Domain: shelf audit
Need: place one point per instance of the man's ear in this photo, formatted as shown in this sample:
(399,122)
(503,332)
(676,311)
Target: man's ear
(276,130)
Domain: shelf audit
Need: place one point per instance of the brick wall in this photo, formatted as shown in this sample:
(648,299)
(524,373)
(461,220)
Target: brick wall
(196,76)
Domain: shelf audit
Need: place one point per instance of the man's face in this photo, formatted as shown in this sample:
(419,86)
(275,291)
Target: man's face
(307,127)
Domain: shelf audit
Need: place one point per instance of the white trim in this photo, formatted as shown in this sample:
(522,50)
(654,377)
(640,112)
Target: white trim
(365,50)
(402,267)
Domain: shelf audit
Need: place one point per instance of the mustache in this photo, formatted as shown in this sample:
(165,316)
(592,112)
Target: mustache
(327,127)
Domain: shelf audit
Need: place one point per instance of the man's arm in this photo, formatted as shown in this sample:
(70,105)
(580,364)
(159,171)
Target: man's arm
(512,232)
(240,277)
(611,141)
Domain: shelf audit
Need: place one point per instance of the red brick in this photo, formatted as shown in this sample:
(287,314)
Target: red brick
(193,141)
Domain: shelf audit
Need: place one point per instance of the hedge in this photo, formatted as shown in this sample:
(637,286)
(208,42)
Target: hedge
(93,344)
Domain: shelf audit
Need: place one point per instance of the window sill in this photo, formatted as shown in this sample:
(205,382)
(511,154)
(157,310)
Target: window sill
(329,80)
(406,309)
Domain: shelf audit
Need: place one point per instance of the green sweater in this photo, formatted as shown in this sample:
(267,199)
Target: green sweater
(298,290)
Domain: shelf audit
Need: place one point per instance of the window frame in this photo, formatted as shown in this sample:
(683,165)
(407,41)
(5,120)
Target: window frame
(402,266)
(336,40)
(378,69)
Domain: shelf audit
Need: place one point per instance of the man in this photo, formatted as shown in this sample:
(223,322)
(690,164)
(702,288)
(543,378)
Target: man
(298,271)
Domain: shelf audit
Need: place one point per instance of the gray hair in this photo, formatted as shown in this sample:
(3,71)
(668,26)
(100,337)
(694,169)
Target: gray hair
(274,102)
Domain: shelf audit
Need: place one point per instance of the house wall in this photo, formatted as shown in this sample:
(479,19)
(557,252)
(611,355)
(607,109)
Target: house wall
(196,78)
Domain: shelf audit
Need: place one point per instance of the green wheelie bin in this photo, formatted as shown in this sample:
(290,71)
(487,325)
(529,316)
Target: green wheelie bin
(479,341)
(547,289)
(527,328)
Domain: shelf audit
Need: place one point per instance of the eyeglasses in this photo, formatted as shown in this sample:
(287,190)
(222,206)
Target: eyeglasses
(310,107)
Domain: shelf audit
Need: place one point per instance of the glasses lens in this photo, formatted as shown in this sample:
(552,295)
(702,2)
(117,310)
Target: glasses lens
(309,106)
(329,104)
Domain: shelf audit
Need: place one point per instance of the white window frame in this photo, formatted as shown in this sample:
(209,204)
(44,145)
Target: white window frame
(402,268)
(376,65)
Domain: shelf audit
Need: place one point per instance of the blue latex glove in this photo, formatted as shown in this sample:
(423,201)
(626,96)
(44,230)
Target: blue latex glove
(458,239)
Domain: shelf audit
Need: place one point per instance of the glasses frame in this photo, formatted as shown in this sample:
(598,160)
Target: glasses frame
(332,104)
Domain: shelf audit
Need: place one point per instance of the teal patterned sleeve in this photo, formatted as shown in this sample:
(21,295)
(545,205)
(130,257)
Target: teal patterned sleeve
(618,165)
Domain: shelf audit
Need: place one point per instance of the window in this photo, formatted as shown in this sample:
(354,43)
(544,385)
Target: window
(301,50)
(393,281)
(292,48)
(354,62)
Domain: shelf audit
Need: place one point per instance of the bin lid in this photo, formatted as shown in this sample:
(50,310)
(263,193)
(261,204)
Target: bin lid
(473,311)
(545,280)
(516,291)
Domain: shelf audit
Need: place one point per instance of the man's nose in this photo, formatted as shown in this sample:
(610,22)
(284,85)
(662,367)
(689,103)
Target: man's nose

#####

* **What the exercise asks**:
Copy out the whole listing above, leaving each line exactly as it stands.

* **Worked solution**:
Domain: shelf audit
Need: place one point per instance of the man's ear in this photo, formatted as shown in this sample:
(399,122)
(503,332)
(676,311)
Target: man's ear
(276,130)
Domain: shelf audit
Need: place one point per instance of the brick wall in this photo, formatted as shown in this sample:
(648,299)
(524,373)
(461,220)
Target: brick wall
(196,76)
Domain: shelf audit
Need: place one point per instance of the man's face in this photo, formatted as shown in this sample:
(419,86)
(275,291)
Target: man's face
(307,127)
Domain: shelf audit
Need: place one point per instance of the white trim in this photo, formatted as shown in this sample:
(522,50)
(654,377)
(640,112)
Target: white trim
(365,50)
(402,267)
Domain: shelf audit
Need: place one point per instance of the mustache in this photo, formatted as shown in this sample:
(165,316)
(592,112)
Target: mustache
(327,127)
Domain: shelf audit
Need: place one point per instance of the man's arm in this photo, formatted as shown in this sample:
(70,105)
(580,364)
(159,171)
Target: man's arm
(512,232)
(240,277)
(611,141)
Domain: shelf audit
Need: place one point per instance of the red brick in this photo, formatted as shown in this sample:
(287,314)
Target: red brick
(193,141)
Domain: shelf audit
Need: place one point per instance of the hedge in this photo, formatted as shown in this sample:
(637,286)
(208,42)
Target: hedge
(93,344)
Domain: shelf audit
Need: place one point per instance of the window sill in this photo, formatted as shown in this sample:
(205,382)
(511,154)
(157,310)
Target: window sill
(329,80)
(406,309)
Domain: shelf audit
Need: place one point per instance of the green sweater in this photo, formatted as shown in this sample:
(267,199)
Target: green sweater
(298,290)
Domain: shelf audit
Need: place one point per instance of the window frame in this photo, formatted as shown in this sample:
(683,165)
(407,41)
(5,120)
Target: window frame
(402,266)
(336,40)
(378,69)
Domain: shelf audit
Need: place one point per instance of the man in this photo, formatted as shown in this sample:
(223,322)
(690,164)
(702,288)
(543,378)
Target: man
(298,271)
Domain: shelf audit
Need: place one point per instance of the gray hair in this photo, formatted as shown in this sample:
(3,71)
(668,26)
(100,337)
(694,169)
Target: gray hair
(274,102)
Domain: shelf audit
Need: place one point per instance of the house wall in this photo, formatted as shown in this sample:
(479,19)
(557,252)
(611,355)
(607,109)
Target: house wall
(196,78)
Domain: shelf audit
Need: place one point per instance of the green wheelie bin in this photo, formatted as shown in this sample:
(290,71)
(487,325)
(529,316)
Target: green wheelie bin
(479,341)
(547,289)
(527,328)
Domain: shelf audit
Need: place one point per instance of the eyeglasses in this photo, formatted as shown in this sample:
(287,190)
(222,206)
Target: eyeglasses
(310,107)
Domain: shelf audit
Need: place one point per instance of the glasses lens in this photo, formatted as shown in this sample:
(552,295)
(702,2)
(117,310)
Target: glasses lens
(309,106)
(329,104)
Domain: shelf audit
Need: place one point per instance of the white window frame in this photo, formatted as shown in this sample:
(209,204)
(44,145)
Target: white window frame
(402,268)
(376,65)
Domain: shelf audit
Need: place one point per instance of the blue latex glove in this photo, formatted as shown in this sample:
(423,201)
(626,96)
(44,230)
Target: blue latex glove
(458,239)
Domain: shelf audit
Need: place one point per instance of the glasses frame in this photo, formatted as shown in this sample:
(598,160)
Target: glasses frame
(332,104)
Domain: shelf audit
Need: place one point per instance of the teal patterned sleeve in this photo, formatted as shown in this sample:
(21,295)
(545,205)
(130,257)
Target: teal patterned sleeve
(618,165)
Domain: shelf audit
Need: place one point per instance of the window in this photo, formatted as shown in this sample:
(354,43)
(544,385)
Target: window
(301,50)
(393,281)
(292,48)
(354,62)
Domain: shelf audit
Need: place one point per instance of the bin lid in this photo, formatted as shown in this sample:
(50,310)
(263,193)
(261,204)
Target: bin lid
(473,311)
(545,280)
(516,291)
Domain: shelf audit
Need: place one point per instance of the man's nose in this photo, formatted as shown in this sample:
(610,22)
(284,85)
(662,367)
(689,103)
Target: man's nose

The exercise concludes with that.